__Referring expression pointing data__.
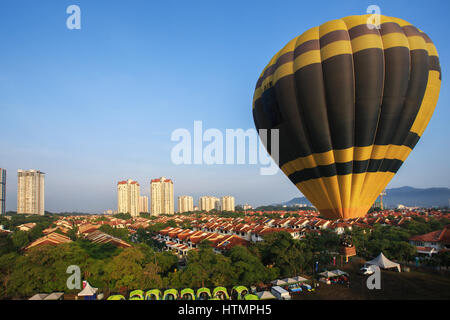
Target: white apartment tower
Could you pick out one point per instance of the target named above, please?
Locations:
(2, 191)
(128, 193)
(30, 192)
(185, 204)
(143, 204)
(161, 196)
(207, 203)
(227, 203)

...

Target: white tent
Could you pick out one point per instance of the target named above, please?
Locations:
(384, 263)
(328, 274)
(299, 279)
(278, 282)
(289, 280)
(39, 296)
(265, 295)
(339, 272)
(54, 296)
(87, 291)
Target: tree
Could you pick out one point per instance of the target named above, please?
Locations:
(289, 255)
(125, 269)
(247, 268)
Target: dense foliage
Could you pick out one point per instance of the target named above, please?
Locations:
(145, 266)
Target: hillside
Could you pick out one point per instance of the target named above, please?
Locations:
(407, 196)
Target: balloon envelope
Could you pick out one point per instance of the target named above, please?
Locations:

__What you have to do__. Please transcribe exactly the lines above from the line that has "Target: tree" up to and including the line that has "Target: hillside"; no other line belongs in the answer.

__Result__.
Target: tree
Could you pick out one point per instance of the target named above, please?
Locations:
(289, 255)
(125, 269)
(247, 268)
Target: dense foliage
Could you pick out one point per instance of the target named above, please?
Locations:
(145, 266)
Target: hillside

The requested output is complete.